(Given task):
Edit everything from the line containing "[outline] woman's blonde hair" down to the end of the records. Replace "suit" with "jacket" and leave the rest unchanged.

(Given data):
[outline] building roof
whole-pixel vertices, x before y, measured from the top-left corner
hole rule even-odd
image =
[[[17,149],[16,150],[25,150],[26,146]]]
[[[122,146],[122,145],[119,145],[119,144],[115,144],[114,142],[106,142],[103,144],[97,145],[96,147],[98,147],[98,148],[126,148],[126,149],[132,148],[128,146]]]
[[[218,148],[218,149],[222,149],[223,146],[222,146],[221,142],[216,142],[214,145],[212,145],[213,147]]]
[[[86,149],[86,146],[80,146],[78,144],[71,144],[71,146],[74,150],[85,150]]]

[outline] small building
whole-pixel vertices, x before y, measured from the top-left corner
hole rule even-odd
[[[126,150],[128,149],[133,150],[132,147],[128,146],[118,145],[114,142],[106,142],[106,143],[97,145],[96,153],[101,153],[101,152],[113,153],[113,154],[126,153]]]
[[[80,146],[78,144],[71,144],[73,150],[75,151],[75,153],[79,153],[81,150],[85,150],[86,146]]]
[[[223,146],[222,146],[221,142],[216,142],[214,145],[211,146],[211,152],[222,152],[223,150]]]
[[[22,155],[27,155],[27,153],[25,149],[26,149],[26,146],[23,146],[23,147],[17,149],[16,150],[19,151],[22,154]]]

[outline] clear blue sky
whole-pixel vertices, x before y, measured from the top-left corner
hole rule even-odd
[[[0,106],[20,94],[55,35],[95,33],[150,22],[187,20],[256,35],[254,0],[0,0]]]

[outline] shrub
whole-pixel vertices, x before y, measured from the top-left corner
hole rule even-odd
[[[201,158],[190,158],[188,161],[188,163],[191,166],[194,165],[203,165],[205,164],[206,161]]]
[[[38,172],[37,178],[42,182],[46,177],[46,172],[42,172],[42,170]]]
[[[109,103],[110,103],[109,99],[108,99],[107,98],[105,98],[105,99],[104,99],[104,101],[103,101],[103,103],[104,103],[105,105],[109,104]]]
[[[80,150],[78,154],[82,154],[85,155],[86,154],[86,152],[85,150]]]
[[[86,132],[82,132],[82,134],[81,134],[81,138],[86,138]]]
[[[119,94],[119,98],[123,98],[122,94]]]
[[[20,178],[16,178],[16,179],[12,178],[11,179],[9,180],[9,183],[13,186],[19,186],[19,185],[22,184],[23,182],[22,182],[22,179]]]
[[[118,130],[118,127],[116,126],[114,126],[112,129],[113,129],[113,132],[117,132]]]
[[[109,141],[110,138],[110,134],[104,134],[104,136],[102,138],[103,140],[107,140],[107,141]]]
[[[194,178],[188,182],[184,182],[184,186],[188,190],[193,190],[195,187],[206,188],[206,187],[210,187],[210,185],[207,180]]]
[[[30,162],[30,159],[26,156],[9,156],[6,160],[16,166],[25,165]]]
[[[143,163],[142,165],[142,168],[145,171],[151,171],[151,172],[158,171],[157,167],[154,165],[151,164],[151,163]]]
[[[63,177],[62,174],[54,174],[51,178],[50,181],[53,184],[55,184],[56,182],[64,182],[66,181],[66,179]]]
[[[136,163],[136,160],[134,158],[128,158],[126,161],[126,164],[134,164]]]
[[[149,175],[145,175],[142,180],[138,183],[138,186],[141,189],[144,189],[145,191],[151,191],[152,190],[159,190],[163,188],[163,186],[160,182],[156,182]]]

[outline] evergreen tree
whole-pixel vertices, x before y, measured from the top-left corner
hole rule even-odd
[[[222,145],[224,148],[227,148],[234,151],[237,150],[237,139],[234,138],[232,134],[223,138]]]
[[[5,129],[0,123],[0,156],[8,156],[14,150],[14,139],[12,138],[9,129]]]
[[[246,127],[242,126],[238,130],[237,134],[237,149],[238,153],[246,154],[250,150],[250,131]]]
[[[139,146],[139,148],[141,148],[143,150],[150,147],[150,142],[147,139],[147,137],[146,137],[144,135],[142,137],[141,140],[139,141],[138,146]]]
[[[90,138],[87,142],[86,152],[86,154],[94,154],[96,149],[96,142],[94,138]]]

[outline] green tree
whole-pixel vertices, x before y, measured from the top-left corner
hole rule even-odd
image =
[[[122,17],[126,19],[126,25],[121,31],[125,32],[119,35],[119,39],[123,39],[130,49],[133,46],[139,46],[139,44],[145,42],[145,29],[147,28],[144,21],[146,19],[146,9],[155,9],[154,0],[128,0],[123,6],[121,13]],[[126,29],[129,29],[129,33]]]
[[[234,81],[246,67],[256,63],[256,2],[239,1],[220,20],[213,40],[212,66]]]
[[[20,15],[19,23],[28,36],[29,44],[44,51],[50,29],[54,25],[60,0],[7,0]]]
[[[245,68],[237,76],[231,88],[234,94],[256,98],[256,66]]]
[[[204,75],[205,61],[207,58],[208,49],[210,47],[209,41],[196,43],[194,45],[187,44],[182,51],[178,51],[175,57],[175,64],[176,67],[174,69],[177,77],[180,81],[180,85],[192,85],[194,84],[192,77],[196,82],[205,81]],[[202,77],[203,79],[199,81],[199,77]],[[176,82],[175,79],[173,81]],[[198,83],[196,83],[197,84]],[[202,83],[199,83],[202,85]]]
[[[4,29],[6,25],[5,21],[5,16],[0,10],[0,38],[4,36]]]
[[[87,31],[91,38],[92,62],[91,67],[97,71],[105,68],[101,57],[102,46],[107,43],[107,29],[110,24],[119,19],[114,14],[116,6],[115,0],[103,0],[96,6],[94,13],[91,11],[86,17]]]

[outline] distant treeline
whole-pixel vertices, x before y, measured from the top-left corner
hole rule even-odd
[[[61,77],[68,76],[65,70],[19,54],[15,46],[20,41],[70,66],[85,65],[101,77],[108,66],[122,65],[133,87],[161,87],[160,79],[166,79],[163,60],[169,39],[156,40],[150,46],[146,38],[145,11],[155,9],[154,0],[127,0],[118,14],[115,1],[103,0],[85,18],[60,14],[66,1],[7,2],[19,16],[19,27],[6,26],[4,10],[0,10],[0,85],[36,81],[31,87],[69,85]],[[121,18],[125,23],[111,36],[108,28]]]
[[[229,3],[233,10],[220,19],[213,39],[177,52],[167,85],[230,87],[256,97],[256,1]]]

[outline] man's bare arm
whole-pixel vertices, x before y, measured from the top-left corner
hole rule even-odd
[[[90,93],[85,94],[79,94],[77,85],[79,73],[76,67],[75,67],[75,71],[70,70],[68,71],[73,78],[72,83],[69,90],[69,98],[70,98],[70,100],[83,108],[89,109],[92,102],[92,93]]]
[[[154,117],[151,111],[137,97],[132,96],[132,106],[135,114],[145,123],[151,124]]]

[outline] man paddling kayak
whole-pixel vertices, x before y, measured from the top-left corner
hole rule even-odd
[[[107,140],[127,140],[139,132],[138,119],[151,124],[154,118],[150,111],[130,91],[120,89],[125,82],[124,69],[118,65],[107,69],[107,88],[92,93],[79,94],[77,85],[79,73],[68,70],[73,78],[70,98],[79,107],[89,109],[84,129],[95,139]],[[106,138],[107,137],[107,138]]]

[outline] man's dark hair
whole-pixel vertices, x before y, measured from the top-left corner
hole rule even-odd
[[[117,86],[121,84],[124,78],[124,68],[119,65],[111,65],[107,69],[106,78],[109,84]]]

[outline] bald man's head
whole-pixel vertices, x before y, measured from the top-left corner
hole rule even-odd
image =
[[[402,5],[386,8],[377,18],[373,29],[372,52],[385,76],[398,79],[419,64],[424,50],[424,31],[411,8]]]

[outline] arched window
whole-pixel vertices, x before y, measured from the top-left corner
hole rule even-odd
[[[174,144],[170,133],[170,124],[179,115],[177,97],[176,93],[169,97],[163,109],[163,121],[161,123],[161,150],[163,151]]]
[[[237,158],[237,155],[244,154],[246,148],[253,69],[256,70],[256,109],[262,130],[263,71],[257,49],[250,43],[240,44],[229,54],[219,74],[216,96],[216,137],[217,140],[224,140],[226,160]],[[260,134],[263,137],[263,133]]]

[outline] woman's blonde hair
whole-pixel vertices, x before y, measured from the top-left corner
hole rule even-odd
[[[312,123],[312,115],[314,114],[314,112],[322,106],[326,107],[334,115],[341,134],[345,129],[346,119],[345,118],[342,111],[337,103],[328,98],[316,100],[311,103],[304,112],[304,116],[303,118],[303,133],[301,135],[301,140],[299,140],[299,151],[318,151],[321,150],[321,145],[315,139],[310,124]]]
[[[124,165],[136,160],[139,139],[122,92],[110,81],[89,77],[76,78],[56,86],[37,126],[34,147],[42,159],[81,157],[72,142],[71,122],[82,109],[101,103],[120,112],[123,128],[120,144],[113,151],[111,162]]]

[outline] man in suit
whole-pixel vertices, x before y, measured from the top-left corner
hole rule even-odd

(Answer in full):
[outline] woman's blonde hair
whole-pixel vertices, x before y, measured from the top-left corner
hole rule even-odd
[[[312,123],[312,115],[314,114],[314,112],[322,106],[326,107],[334,115],[341,134],[345,129],[346,119],[345,118],[342,111],[337,103],[328,98],[316,100],[311,103],[304,112],[304,116],[303,118],[303,133],[301,135],[301,140],[299,140],[299,151],[318,151],[321,150],[321,145],[315,139],[310,124]]]
[[[124,165],[136,160],[139,139],[122,92],[110,81],[89,77],[76,78],[56,86],[37,126],[34,147],[42,159],[81,157],[72,142],[71,122],[82,109],[101,103],[120,112],[123,128],[120,144],[113,151],[111,162]]]

[outline] man in jacket
whole-pixel vertices, x before y, measured from the top-left corner
hole rule even-odd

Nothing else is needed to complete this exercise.